▸ **Short task 1**: In the Graymalkin article, translate this sentence into Spanish: "His first full appearance was in Young X-Men #3."
▸ **Short task 2**: Retype the section of the Graymalkin article that begins with the words containing "- Created by: Marc" and ends with "with another boy.".

▸ **Reading text**:
----
- Graymalkin as depicted on the cover of Young X-Men #1 (June 2008). Art by Terry Dodson.

Publication information
- Publisher: Marvel Comics
- First appearance: Young X-Men #1 (June 2008)
- Created by: Marc Guggenheim Yanick Paquette

In-story information
- Alter ego: Jonas Graymalkin
- Species: Human mutant
- Team affiliations: X-Men-In-Training Young X-Men Jean Grey School Students
- Abilities: (When in darkness) Longevity; Night vision; Superhuman strength; Invulnerability;

= Graymalkin =

Marvel Comics superhero

Graymalkin (Jonas Graymalkin) is a fictional character appearing in American comic books published by Marvel Comics. He is a member of the Young X-Men and is named after the address of the Xavier Institute. His super-human strength varies on how much light he is exposed to and was discovered after his father buried him alive for finding him sexually experimenting with another boy.

==Publication history==
Graymalkin was created by Marc Guggenheim and Yanick Paquette. He first appeared in Marvel Comics' 2008 series Young X-Men #1 during a prophetic vision by X-Men character Blindfold. His first full appearance was in Young X-Men #3. His previously unknown background was explored in X-Men: Manifest Destiny #3. While featured primarily in the ongoing Young X-Men series, Graymalkin has appeared as a supporting character in various other Marvel X-Men titles, including Secret Invasion: X-Men, Wolverine and Power Pack, Generation X, and Marvel's Voices: Pride.
----
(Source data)
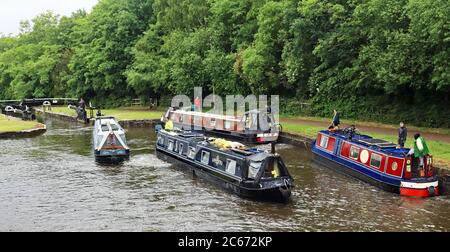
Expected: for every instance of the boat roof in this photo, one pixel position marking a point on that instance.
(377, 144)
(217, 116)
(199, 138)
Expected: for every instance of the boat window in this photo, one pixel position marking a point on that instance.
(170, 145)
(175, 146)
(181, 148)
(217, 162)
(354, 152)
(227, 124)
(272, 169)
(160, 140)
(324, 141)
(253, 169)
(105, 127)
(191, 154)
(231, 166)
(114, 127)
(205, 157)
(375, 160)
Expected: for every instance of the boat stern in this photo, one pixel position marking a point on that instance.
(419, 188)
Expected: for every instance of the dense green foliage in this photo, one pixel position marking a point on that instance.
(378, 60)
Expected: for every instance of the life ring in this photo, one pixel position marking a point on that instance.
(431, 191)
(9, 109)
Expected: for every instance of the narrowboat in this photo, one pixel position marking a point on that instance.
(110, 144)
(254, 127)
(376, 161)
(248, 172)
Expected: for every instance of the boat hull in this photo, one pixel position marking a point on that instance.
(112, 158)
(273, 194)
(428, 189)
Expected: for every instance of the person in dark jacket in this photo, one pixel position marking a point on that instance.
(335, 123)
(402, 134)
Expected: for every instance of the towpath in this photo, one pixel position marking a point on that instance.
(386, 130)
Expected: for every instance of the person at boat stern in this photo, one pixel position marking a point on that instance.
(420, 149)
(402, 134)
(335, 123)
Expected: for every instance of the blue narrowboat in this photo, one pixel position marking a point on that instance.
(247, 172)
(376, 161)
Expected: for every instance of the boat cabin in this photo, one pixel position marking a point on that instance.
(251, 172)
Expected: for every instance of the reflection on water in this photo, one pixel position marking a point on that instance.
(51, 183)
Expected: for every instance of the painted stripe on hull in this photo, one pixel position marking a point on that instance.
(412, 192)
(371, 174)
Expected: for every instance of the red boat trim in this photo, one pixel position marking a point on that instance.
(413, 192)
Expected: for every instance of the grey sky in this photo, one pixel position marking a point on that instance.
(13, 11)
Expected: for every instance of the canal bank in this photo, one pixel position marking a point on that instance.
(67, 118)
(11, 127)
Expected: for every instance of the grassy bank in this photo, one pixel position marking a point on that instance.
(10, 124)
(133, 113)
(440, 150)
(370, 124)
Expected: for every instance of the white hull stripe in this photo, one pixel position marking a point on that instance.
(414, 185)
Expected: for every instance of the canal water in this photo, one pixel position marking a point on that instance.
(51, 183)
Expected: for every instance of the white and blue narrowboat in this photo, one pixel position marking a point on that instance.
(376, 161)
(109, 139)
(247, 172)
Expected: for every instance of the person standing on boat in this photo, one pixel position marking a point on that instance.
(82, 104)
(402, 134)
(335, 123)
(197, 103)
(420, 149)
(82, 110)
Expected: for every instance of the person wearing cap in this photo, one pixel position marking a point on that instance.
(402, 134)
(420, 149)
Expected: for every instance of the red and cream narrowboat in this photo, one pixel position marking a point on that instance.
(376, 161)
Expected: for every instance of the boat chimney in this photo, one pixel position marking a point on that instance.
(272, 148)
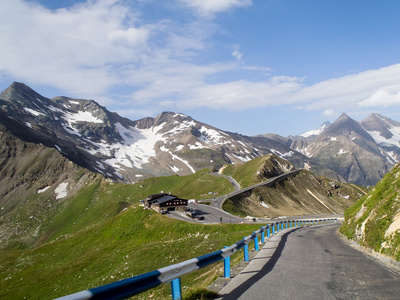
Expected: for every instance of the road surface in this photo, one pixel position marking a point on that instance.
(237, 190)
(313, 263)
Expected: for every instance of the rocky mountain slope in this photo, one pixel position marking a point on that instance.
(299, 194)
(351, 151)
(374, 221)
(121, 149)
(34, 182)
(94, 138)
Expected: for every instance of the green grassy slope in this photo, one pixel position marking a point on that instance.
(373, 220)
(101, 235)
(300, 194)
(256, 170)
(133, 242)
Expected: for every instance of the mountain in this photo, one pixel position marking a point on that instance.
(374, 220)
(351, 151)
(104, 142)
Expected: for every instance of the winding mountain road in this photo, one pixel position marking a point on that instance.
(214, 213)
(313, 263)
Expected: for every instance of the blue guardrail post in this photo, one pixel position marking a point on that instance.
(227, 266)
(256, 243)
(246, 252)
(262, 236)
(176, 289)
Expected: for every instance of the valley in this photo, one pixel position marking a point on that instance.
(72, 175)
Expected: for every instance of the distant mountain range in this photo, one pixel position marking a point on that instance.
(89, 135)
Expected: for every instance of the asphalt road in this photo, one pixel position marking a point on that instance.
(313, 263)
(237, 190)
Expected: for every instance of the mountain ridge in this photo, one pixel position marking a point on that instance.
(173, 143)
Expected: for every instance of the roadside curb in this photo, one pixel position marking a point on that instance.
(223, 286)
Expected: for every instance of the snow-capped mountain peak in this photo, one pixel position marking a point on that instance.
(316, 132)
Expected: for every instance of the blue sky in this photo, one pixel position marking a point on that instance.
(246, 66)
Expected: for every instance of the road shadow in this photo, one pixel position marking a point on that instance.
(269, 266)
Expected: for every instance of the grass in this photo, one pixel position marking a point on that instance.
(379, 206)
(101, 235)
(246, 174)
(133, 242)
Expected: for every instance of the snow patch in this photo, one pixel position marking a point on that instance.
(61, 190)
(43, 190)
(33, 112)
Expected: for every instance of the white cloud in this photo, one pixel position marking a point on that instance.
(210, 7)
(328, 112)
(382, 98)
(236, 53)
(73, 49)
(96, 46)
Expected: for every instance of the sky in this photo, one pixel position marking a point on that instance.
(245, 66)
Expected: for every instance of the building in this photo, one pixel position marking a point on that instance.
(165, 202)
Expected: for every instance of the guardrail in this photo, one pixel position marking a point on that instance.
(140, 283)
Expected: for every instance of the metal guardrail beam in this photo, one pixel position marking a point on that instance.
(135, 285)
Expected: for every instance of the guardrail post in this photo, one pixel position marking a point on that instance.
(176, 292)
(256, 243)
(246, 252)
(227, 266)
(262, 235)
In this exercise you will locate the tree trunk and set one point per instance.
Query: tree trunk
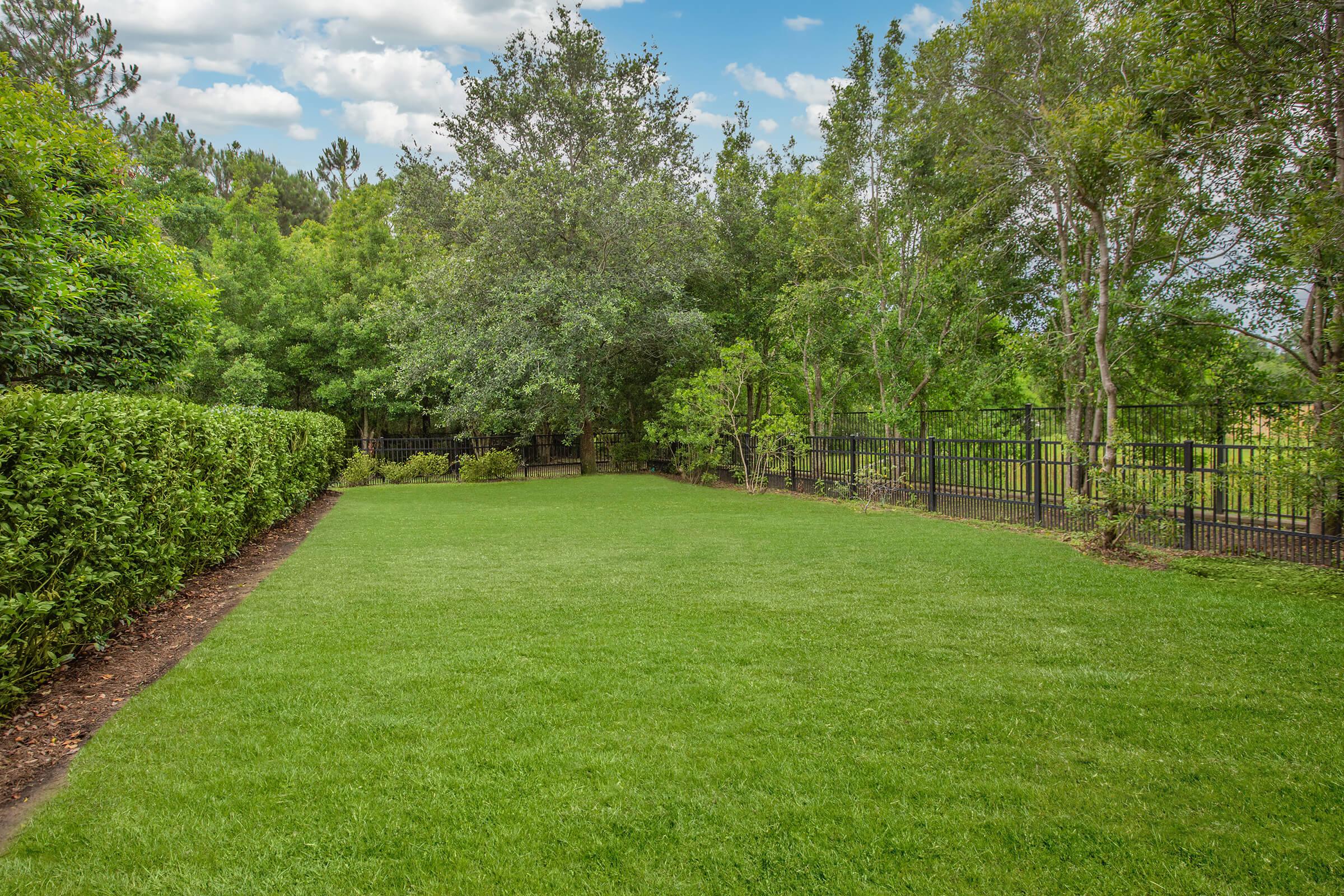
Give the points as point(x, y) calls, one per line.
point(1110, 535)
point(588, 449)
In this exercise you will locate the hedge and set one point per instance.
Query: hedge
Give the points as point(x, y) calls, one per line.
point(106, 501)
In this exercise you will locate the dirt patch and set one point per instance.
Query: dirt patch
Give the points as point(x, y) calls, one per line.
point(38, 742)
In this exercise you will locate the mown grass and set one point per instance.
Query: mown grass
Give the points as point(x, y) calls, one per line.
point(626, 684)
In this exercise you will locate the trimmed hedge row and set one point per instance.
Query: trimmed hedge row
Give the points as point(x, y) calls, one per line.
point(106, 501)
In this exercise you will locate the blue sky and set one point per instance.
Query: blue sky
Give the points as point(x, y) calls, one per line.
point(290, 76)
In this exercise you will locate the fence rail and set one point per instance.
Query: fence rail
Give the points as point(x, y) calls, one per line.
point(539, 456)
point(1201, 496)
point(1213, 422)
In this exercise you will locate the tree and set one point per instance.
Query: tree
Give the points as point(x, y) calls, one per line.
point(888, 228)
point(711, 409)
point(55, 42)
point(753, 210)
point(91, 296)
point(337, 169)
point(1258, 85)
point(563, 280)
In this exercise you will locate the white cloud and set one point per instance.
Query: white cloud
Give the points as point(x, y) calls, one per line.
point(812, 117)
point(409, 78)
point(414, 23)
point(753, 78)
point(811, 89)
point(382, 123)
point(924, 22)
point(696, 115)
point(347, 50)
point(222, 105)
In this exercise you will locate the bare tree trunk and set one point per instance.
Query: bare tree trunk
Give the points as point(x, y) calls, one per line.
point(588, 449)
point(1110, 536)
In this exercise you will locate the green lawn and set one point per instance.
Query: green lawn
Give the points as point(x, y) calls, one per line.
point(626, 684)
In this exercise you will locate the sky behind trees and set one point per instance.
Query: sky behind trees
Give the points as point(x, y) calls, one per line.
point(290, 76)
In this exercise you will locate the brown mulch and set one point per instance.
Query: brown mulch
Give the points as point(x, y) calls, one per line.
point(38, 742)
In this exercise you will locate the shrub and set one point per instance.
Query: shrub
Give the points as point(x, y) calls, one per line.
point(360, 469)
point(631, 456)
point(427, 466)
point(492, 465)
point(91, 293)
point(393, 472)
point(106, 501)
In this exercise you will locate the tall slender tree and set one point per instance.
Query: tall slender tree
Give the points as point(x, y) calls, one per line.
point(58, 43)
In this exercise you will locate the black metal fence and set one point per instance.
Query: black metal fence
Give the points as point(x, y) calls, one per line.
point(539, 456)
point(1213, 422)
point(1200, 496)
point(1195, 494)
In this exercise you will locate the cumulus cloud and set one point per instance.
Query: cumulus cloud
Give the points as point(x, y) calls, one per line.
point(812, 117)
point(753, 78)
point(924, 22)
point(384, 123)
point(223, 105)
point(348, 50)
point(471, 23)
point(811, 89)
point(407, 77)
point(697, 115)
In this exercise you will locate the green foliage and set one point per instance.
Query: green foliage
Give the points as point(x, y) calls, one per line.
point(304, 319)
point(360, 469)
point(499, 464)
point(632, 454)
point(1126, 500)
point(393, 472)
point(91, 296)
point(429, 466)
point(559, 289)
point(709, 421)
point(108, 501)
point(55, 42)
----
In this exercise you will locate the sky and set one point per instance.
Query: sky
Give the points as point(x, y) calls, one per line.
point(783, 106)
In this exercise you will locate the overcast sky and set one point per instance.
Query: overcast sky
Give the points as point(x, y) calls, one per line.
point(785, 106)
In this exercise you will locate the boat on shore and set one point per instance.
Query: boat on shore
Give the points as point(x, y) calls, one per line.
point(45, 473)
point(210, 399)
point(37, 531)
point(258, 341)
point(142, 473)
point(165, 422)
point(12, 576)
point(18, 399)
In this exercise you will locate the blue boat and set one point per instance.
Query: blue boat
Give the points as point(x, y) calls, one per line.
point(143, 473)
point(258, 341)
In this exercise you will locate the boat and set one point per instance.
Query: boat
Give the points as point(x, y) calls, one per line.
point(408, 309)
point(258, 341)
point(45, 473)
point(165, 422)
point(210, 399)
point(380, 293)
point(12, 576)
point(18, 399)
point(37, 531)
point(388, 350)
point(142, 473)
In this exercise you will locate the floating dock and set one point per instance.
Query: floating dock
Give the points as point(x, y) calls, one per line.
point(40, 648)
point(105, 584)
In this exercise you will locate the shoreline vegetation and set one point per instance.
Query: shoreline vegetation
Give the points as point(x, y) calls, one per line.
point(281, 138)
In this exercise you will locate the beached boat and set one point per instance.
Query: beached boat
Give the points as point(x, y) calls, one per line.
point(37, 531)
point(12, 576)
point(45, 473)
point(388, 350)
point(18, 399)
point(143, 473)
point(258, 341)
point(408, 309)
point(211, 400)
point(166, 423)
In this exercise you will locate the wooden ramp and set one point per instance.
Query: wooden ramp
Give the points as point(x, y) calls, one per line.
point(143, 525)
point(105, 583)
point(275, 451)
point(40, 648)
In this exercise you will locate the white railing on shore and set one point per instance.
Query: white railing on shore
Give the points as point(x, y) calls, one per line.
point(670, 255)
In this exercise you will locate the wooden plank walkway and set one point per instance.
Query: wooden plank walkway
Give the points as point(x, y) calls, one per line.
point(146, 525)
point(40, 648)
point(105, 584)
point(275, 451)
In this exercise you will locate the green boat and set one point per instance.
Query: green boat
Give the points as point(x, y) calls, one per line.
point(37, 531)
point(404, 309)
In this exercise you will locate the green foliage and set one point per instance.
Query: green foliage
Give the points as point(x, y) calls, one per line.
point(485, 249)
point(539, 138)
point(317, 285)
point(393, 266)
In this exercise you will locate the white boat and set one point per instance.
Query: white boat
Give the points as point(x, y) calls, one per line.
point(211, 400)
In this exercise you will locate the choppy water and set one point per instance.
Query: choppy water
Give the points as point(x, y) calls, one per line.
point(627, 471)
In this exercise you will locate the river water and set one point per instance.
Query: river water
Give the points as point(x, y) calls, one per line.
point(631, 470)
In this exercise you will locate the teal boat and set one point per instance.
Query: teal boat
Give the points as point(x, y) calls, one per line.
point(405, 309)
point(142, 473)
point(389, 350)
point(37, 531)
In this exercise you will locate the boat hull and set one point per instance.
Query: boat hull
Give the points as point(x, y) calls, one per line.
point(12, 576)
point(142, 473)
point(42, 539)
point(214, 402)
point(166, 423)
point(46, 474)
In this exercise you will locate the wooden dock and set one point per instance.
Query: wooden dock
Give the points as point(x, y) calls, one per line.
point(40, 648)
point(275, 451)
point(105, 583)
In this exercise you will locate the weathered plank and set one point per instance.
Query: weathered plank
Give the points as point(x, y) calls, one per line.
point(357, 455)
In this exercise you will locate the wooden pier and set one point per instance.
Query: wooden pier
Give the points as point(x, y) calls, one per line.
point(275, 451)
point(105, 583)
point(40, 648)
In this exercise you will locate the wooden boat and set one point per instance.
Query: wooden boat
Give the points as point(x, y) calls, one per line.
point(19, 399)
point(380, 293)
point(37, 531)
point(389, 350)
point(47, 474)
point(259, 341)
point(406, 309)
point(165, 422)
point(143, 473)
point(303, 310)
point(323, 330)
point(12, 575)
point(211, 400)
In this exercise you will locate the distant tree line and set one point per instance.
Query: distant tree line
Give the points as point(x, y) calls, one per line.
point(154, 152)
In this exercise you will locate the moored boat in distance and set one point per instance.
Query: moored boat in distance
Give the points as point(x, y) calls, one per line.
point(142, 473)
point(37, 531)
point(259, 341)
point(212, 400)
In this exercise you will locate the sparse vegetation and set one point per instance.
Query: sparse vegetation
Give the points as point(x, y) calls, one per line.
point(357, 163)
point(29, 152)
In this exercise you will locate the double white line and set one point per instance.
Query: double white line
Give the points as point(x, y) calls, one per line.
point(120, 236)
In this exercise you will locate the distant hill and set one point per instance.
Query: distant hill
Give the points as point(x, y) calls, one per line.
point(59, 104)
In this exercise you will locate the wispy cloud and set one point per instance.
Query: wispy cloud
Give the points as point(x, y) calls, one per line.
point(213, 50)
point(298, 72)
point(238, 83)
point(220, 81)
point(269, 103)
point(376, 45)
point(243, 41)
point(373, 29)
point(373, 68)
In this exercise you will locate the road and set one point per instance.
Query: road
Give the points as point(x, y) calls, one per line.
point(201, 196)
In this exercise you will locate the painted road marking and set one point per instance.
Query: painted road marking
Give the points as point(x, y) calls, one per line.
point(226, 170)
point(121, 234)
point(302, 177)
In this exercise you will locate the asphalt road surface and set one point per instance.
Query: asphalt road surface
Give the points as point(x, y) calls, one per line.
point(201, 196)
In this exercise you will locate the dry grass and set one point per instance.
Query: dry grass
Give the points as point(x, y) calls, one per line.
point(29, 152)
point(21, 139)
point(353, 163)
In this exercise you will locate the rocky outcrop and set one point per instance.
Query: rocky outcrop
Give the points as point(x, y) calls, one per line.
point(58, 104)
----
▸ **Problem solution 1**: Su primera aparición completa fue en Young X-Men #3.

▸ **Problem solution 2**:
- Created by: Marc Guggenheim Yanick Paquette

In-story information
- Alter ego: Jonas Graymalkin
- Species: Human mutant
- Team affiliations: X-Men-In-Training Young X-Men Jean Grey School Students
- Abilities: (When in darkness) Longevity; Night vision; Superhuman strength; Invulnerability;

= Graymalkin =

Marvel Comics superhero

Graymalkin (Jonas Graymalkin) is a fictional character appearing in American comic books published by Marvel Comics. He is a member of the Young X-Men and is named after the address of the Xavier Institute. His super-human strength varies on how much light he is exposed to and was discovered after his father buried him alive for finding him sexually experimenting with another boy.